• Goal: Count the lines in the entries below that contain the string "Trace". Reply with the number alone.
___ Dataset extract
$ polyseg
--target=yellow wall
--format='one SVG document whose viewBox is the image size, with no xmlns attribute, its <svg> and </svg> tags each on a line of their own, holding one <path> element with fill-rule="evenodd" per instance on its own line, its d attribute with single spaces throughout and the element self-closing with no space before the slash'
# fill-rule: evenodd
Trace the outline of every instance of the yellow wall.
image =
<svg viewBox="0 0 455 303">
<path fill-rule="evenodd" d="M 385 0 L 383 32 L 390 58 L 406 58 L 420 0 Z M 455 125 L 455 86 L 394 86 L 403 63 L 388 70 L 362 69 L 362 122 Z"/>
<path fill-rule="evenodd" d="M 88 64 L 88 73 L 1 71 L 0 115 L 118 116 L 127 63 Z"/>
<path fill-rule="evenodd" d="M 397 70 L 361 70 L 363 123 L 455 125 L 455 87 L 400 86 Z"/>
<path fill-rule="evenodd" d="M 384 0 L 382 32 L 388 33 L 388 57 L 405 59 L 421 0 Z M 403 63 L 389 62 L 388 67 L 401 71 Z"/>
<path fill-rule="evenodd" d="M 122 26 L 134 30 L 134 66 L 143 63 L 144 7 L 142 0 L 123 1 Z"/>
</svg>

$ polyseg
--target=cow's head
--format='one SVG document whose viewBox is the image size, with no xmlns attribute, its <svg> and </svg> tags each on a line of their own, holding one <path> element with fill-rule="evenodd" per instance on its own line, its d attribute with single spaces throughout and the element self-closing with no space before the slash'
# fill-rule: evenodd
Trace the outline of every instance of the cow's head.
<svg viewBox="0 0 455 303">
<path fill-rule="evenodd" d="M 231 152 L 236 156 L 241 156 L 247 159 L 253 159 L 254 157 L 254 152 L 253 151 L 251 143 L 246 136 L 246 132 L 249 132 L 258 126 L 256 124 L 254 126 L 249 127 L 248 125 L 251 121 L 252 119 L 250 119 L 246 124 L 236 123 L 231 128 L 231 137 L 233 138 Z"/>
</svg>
______
___ Dataset extract
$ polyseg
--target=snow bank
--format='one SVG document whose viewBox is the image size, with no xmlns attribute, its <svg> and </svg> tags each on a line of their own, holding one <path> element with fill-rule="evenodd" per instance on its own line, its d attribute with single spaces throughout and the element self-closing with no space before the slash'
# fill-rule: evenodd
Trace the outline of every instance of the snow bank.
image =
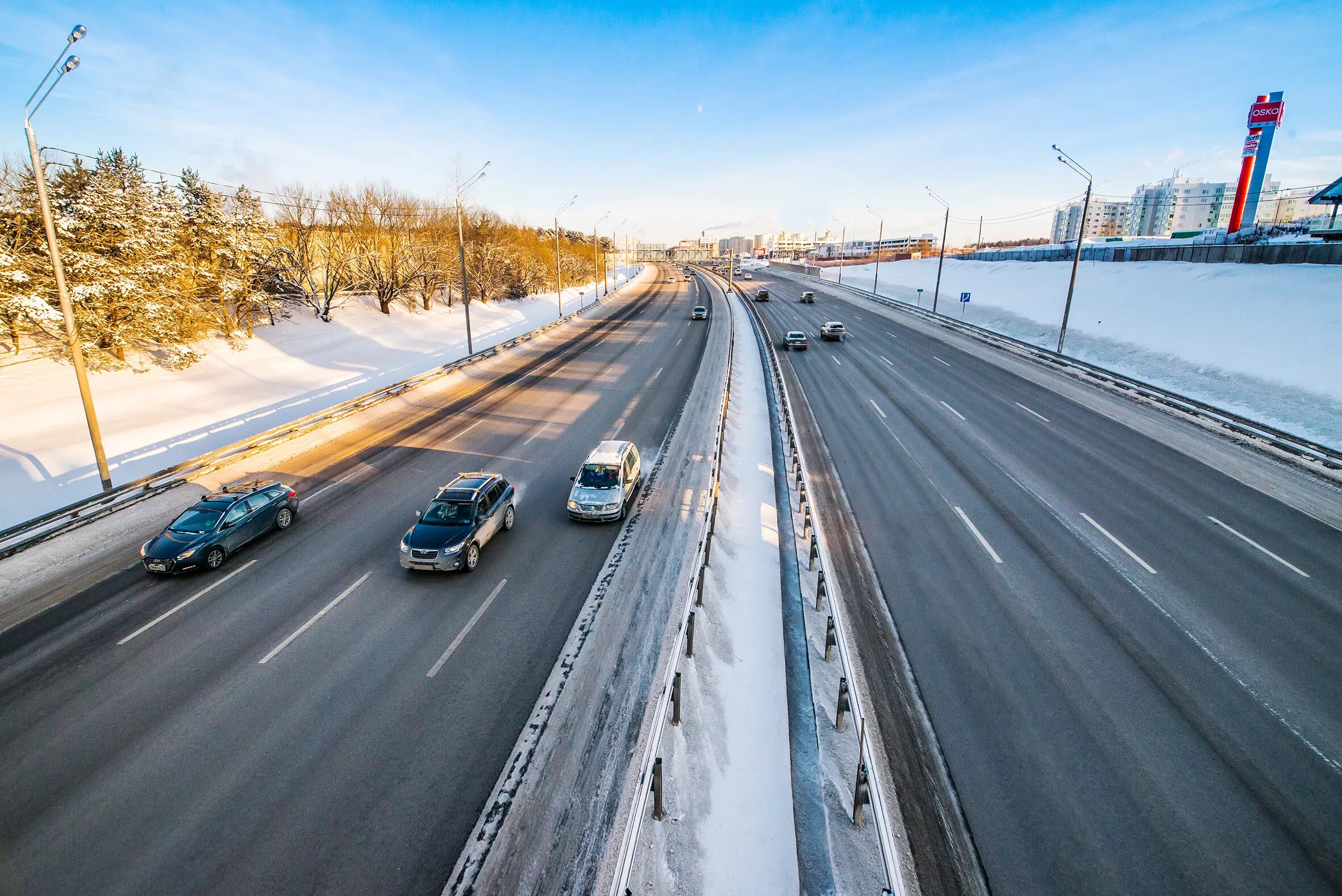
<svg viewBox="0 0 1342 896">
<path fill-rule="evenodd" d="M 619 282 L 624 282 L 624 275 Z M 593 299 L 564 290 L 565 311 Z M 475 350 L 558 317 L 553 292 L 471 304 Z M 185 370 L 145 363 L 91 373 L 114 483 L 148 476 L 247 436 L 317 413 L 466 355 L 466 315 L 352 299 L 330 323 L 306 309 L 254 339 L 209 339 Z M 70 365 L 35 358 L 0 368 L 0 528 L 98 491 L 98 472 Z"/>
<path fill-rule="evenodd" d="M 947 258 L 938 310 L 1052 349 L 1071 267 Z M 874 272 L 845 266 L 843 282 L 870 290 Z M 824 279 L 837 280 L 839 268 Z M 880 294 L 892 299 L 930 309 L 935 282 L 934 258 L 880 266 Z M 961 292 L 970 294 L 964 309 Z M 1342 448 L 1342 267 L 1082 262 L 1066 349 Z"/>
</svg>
______
• Response to this task: 3